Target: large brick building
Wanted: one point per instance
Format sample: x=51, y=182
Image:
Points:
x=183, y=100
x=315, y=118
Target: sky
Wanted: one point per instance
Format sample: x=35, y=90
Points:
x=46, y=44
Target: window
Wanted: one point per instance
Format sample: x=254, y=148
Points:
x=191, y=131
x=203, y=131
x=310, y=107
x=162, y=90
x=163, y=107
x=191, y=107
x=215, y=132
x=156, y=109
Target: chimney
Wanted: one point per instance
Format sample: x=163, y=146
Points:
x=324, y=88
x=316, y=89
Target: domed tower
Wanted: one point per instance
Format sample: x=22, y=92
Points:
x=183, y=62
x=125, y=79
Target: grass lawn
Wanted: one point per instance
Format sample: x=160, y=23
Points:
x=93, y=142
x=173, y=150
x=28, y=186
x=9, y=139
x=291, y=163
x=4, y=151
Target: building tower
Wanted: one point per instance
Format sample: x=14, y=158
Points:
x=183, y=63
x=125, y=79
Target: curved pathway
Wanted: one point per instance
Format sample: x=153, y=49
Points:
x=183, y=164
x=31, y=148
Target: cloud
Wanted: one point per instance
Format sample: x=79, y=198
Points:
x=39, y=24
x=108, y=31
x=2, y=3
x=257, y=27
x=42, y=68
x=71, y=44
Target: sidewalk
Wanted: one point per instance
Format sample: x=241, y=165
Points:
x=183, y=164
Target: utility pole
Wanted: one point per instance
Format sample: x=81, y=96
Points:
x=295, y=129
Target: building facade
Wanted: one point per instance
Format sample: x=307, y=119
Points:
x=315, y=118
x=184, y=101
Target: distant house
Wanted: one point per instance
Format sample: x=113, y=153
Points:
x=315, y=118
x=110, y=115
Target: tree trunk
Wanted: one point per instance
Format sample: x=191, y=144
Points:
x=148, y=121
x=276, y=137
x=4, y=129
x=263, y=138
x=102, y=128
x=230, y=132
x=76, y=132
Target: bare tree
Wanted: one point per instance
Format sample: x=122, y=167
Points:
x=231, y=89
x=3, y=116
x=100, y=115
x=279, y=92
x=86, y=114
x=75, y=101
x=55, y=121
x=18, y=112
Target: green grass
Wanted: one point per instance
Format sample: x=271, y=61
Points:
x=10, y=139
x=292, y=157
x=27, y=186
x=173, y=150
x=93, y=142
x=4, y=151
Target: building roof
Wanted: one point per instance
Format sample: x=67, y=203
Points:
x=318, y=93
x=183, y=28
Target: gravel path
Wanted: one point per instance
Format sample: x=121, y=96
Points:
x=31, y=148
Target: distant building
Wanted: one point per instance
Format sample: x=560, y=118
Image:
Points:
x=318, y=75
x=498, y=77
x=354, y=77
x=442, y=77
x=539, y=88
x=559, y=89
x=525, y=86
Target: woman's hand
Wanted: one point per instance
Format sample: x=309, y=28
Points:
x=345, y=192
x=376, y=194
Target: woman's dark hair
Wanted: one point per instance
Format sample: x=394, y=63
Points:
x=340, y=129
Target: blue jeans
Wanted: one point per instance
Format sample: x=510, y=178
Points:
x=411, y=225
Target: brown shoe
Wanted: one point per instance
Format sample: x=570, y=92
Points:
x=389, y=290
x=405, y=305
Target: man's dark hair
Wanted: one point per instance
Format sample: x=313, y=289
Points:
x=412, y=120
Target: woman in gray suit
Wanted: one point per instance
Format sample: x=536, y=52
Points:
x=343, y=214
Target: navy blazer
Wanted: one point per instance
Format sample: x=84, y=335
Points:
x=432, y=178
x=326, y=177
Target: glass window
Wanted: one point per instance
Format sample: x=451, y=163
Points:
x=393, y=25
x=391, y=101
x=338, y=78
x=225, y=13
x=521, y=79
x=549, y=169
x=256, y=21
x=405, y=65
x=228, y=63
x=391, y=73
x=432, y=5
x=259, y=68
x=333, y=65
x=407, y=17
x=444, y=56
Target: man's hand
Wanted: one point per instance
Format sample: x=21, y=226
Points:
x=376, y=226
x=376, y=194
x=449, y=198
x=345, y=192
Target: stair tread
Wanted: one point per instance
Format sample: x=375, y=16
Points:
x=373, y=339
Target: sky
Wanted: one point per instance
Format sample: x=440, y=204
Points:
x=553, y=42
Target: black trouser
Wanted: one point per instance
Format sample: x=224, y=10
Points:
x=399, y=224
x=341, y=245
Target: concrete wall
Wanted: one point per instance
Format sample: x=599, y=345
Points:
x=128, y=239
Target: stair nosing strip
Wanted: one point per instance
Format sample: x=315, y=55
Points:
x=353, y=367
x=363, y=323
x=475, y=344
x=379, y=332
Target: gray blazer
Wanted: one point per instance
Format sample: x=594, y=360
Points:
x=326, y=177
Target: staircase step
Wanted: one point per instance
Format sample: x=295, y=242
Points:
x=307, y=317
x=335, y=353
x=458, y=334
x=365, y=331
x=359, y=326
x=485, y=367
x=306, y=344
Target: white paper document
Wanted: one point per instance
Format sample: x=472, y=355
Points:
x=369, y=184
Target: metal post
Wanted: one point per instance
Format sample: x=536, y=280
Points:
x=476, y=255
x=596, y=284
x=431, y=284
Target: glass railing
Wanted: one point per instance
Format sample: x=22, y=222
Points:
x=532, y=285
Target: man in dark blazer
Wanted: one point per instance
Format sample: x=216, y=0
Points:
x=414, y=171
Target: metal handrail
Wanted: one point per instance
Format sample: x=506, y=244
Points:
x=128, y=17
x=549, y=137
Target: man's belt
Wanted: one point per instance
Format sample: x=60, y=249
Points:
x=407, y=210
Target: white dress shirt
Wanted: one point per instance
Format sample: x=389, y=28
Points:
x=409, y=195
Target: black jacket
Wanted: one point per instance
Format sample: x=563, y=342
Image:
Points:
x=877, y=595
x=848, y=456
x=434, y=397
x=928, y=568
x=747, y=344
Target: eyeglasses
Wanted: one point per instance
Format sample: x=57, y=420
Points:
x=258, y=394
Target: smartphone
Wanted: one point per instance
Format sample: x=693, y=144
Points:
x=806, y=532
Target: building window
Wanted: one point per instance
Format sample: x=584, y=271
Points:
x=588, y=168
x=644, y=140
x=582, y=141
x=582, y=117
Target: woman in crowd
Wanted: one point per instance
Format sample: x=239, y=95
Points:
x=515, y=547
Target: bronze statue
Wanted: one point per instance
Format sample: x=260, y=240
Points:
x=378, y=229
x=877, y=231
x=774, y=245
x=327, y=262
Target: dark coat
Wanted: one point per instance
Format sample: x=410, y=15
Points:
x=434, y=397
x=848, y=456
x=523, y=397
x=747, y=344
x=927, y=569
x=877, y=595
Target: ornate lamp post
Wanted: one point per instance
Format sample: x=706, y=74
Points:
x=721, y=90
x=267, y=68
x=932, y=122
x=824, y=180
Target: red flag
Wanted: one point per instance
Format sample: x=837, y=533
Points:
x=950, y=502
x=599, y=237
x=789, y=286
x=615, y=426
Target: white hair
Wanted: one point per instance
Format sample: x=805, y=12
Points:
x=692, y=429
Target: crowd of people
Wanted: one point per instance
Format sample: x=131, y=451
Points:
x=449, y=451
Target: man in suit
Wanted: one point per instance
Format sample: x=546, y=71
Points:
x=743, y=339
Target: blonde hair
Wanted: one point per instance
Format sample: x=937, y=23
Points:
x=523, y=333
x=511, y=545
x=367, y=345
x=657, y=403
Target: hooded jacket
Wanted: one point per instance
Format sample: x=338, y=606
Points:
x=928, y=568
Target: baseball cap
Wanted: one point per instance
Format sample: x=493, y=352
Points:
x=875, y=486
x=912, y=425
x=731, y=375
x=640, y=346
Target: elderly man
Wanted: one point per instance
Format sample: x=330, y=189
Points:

^^^^^^^^

EXERCISE OBJECTIVE
Copy out the listing above, line by line and exactly, from its first line to the line holding "Format sample: x=122, y=167", inclusive.

REPLY
Target: large brick building
Wanted: one point per instance
Format sample: x=51, y=182
Image:
Points:
x=183, y=100
x=315, y=118
Target: sky
Wanted: one point per instance
Format sample: x=35, y=90
Points:
x=46, y=44
Target: window
Wanted: one point per instance
Format sample: x=254, y=148
Points:
x=191, y=131
x=203, y=131
x=310, y=107
x=162, y=90
x=163, y=107
x=191, y=107
x=215, y=132
x=156, y=109
Target: chimney
Wanted: one point per instance
Format sample: x=163, y=146
Points:
x=324, y=88
x=316, y=89
Target: domed tower
Wanted: one point per instance
Format sample: x=22, y=92
Points:
x=183, y=62
x=125, y=79
Target: grass lawn
Wanted: one point per instance
Format sample: x=160, y=23
Points:
x=93, y=142
x=173, y=150
x=28, y=186
x=9, y=139
x=291, y=163
x=4, y=151
Target: building tower
Wanted: one point per instance
Format sample: x=14, y=158
Points:
x=183, y=63
x=125, y=79
Target: curved pathway
Wanted: one point per instance
Format sample: x=153, y=49
Points:
x=183, y=164
x=31, y=148
Target: cloud
Wanted: one point per instance
Format sample: x=79, y=198
Points:
x=39, y=24
x=108, y=31
x=2, y=3
x=257, y=27
x=42, y=68
x=71, y=44
Target: sidewalk
Wanted: one point per instance
Format sample: x=241, y=165
Points:
x=183, y=164
Target: utility pole
Wanted: one point per instance
Format sample: x=81, y=96
Points:
x=295, y=129
Target: building facade
Wanted: one point per instance
Format sample: x=307, y=119
Points:
x=315, y=118
x=184, y=101
Target: distant house
Wanted: one point per instance
Format sample: x=113, y=153
Points:
x=315, y=118
x=110, y=115
Target: tree trunk
Wanted: one point per instance
Format sample: x=191, y=144
Points:
x=148, y=121
x=276, y=137
x=4, y=129
x=263, y=138
x=102, y=128
x=230, y=132
x=76, y=132
Target: bare tree
Wanted: one point per instance
Format sample: x=122, y=167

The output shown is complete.